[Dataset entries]

★ ★ ★ ★ ★ ★ ★

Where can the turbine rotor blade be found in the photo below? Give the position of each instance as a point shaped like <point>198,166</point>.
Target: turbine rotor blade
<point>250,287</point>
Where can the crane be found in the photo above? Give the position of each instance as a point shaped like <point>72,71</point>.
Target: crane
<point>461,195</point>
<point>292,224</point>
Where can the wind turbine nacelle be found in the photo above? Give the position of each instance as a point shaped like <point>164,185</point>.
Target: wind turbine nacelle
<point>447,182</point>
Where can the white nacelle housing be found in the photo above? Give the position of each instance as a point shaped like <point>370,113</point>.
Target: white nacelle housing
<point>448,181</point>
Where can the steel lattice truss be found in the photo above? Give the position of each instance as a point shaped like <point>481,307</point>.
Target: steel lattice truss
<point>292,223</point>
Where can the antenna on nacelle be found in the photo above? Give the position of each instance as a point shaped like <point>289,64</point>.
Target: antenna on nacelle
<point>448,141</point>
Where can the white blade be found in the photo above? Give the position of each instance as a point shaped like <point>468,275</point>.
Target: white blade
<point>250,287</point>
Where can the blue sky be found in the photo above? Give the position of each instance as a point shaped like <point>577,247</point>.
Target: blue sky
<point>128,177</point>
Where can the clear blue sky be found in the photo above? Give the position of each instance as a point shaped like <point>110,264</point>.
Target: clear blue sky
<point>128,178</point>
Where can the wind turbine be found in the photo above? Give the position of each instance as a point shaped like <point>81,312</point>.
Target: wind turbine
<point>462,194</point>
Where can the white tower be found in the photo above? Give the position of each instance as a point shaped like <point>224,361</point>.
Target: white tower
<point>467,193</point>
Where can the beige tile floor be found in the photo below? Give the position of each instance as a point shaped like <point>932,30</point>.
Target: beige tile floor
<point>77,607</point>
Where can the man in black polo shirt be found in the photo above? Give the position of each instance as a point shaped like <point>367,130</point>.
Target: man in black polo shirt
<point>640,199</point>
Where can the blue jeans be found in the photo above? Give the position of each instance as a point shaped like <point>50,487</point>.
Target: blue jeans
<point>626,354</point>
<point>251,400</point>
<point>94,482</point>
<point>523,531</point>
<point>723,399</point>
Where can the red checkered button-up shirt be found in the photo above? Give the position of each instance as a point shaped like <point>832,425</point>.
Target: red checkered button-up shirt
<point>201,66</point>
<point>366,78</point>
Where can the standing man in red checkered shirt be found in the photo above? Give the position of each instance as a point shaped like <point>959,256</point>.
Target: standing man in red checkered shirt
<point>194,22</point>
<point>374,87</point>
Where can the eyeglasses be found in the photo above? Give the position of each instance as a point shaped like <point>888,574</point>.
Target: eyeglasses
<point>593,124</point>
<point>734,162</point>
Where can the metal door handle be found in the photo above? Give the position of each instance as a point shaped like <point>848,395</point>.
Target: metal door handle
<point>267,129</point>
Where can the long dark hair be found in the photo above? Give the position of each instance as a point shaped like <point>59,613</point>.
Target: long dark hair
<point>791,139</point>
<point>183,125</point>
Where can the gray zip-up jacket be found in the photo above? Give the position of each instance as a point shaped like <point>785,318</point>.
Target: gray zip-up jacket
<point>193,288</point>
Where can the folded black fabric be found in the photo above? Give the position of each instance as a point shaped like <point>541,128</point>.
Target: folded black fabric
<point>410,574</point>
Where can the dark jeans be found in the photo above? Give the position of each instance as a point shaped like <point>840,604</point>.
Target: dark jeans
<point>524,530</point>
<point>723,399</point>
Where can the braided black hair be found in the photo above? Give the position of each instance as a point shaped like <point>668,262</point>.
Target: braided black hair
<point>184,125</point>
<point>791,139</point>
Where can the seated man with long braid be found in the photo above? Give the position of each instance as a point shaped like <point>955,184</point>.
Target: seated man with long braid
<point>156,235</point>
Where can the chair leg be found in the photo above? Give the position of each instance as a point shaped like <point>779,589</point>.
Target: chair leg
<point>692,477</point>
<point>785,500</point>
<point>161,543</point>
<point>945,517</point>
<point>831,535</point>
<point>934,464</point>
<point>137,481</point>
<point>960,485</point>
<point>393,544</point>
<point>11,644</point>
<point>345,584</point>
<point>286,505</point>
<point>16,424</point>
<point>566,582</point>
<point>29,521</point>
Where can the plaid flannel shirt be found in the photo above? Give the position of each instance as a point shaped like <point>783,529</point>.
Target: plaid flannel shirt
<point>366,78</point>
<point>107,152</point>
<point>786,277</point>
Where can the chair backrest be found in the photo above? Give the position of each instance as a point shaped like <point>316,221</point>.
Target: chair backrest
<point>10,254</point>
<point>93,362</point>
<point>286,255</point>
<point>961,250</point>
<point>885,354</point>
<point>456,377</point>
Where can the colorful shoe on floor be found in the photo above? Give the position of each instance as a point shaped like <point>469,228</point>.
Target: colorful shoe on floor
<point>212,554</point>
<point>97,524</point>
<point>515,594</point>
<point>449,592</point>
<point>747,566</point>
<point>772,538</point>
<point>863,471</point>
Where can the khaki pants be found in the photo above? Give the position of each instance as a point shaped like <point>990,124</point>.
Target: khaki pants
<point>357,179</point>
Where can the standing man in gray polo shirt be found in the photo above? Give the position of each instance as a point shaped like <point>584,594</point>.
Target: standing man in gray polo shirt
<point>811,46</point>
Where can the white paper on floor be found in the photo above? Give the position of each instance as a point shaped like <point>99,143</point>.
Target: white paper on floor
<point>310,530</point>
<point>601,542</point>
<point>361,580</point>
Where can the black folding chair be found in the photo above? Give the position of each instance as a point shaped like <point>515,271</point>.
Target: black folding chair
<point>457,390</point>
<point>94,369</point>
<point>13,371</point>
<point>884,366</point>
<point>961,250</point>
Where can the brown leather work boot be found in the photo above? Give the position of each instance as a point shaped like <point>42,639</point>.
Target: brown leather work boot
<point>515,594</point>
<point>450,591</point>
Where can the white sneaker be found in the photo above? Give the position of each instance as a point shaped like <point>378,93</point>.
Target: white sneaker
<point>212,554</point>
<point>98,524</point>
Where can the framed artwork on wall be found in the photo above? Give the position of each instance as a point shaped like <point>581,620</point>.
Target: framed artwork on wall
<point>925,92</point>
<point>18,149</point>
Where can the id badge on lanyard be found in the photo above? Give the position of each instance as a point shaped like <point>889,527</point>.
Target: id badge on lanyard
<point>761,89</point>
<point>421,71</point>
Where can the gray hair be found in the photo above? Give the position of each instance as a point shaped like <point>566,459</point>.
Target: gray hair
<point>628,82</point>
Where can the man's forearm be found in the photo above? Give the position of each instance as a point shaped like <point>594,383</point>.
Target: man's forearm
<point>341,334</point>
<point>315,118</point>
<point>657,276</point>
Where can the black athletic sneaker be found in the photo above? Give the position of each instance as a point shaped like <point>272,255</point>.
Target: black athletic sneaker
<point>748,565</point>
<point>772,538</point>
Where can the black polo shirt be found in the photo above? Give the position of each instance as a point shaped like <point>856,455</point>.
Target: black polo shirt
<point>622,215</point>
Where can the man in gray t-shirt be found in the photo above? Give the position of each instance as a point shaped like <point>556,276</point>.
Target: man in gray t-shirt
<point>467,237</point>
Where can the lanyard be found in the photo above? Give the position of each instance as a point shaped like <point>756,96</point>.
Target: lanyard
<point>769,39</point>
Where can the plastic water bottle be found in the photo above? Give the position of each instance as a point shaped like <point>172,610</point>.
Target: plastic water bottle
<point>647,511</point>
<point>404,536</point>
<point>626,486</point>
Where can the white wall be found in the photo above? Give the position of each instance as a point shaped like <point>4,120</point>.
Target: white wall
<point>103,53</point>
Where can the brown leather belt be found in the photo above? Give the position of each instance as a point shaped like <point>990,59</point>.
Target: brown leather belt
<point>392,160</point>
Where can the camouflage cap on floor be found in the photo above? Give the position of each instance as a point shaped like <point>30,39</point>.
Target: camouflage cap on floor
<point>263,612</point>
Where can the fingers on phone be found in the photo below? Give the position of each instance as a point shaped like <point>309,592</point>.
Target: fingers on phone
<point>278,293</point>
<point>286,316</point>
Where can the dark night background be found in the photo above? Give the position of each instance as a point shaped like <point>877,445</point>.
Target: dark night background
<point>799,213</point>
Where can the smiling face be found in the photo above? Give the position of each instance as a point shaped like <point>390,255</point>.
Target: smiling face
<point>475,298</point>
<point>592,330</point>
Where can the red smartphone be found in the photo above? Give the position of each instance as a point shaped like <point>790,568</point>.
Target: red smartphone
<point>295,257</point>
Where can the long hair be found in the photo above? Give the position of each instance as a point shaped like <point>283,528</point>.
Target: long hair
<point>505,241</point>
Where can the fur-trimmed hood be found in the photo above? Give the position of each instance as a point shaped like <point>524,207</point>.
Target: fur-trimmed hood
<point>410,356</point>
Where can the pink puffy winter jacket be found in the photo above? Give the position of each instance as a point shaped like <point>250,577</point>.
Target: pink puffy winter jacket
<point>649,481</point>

★ ★ ★ ★ ★ ★ ★

:: Exercise prompt ::
Format every line from the start of the rows through the line holding "<point>447,182</point>", inclusive, as a Markdown table with the columns "No." and "Line", skipping any blank lines.

:: Answer to this exercise ::
| No. | Line |
|---|---|
| 1 | Where can the turbine rotor blade be found in the photo below? Give the position of each instance as a point shaped like <point>198,166</point>. |
| 2 | Target: turbine rotor blade |
| 3 | <point>250,287</point> |
| 4 | Where can the crane be found in the photo above? Give the position of each instance as a point shaped like <point>72,71</point>. |
| 5 | Target: crane |
| 6 | <point>461,195</point> |
| 7 | <point>292,224</point> |
| 8 | Where can the wind turbine nacelle be found in the photo above? Give the position of each instance as a point shaped like <point>164,185</point>. |
| 9 | Target: wind turbine nacelle |
| 10 | <point>447,182</point> |